Retype the entries below without any change.

**Extracted information**
========================================

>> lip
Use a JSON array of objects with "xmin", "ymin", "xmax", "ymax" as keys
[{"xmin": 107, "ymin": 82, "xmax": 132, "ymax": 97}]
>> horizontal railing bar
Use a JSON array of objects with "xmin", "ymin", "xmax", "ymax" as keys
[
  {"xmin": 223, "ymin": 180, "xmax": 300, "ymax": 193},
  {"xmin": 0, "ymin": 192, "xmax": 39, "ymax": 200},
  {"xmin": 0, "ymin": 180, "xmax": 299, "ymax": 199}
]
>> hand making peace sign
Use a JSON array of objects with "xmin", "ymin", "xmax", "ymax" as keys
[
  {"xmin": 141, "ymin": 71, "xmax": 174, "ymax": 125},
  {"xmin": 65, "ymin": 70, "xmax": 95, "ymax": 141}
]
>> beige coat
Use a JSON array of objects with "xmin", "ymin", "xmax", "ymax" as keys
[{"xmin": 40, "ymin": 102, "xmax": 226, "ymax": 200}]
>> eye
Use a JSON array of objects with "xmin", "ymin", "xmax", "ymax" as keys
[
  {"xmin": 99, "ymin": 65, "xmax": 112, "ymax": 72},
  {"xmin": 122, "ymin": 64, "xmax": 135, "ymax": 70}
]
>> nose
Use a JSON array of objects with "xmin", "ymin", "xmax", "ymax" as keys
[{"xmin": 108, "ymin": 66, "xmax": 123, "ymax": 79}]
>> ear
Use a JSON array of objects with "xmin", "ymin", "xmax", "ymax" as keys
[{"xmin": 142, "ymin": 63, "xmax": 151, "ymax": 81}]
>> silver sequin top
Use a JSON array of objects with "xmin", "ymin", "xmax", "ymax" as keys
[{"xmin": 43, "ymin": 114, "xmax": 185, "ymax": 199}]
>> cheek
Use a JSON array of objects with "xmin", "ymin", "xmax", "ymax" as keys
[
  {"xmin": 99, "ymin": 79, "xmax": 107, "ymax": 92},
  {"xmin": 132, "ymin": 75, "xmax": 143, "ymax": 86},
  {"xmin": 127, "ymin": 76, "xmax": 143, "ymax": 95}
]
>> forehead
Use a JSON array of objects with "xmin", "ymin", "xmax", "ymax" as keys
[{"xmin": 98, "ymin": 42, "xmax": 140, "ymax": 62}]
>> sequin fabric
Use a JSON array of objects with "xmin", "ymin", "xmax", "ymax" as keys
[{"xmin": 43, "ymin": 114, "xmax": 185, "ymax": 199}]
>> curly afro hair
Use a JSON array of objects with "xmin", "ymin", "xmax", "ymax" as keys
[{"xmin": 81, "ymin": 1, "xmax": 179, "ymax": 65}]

========================================

**Written solution**
>> lip
Use a JSON array of objects with "xmin", "ymin", "xmax", "ymax" as keys
[{"xmin": 107, "ymin": 82, "xmax": 132, "ymax": 97}]
>> horizontal railing bar
Use a JSON array of objects with "xmin", "ymin", "xmax", "ymax" as keys
[
  {"xmin": 223, "ymin": 180, "xmax": 300, "ymax": 193},
  {"xmin": 0, "ymin": 192, "xmax": 39, "ymax": 200},
  {"xmin": 0, "ymin": 180, "xmax": 299, "ymax": 199}
]
>> hand making peace sign
Use a JSON array of objects with "xmin", "ymin", "xmax", "ymax" as keys
[
  {"xmin": 141, "ymin": 71, "xmax": 174, "ymax": 125},
  {"xmin": 65, "ymin": 70, "xmax": 95, "ymax": 141}
]
>> beige coat
Use a JSON array of objects with "xmin", "ymin", "xmax", "ymax" as keys
[{"xmin": 40, "ymin": 102, "xmax": 226, "ymax": 200}]
>> eye
Use a JSON array of objects with "xmin", "ymin", "xmax", "ymax" as keys
[
  {"xmin": 99, "ymin": 65, "xmax": 112, "ymax": 72},
  {"xmin": 122, "ymin": 64, "xmax": 135, "ymax": 70}
]
>> nose
Use a JSON array of objects with "xmin", "ymin", "xmax", "ymax" as keys
[{"xmin": 108, "ymin": 66, "xmax": 123, "ymax": 79}]
>> ear
Use a JSON array of objects with "xmin", "ymin", "xmax", "ymax" as keys
[{"xmin": 142, "ymin": 63, "xmax": 151, "ymax": 81}]
>> silver sequin top
Use a JSON array of objects with "xmin", "ymin", "xmax", "ymax" as keys
[{"xmin": 43, "ymin": 114, "xmax": 185, "ymax": 199}]
>> cheek
Use a JSON array of objects with "xmin", "ymin", "xmax", "ymax" as keys
[
  {"xmin": 99, "ymin": 79, "xmax": 107, "ymax": 92},
  {"xmin": 132, "ymin": 75, "xmax": 143, "ymax": 86},
  {"xmin": 127, "ymin": 76, "xmax": 143, "ymax": 95}
]
>> forehead
Use a JSON array of objects with "xmin", "ymin", "xmax", "ymax" as keys
[{"xmin": 98, "ymin": 42, "xmax": 140, "ymax": 62}]
>> sequin fabric
Use a JSON array of objects with "xmin", "ymin", "xmax", "ymax" as keys
[{"xmin": 43, "ymin": 114, "xmax": 185, "ymax": 199}]
>> curly afro hair
Use a JSON array of objects with "xmin", "ymin", "xmax", "ymax" as keys
[{"xmin": 81, "ymin": 1, "xmax": 179, "ymax": 65}]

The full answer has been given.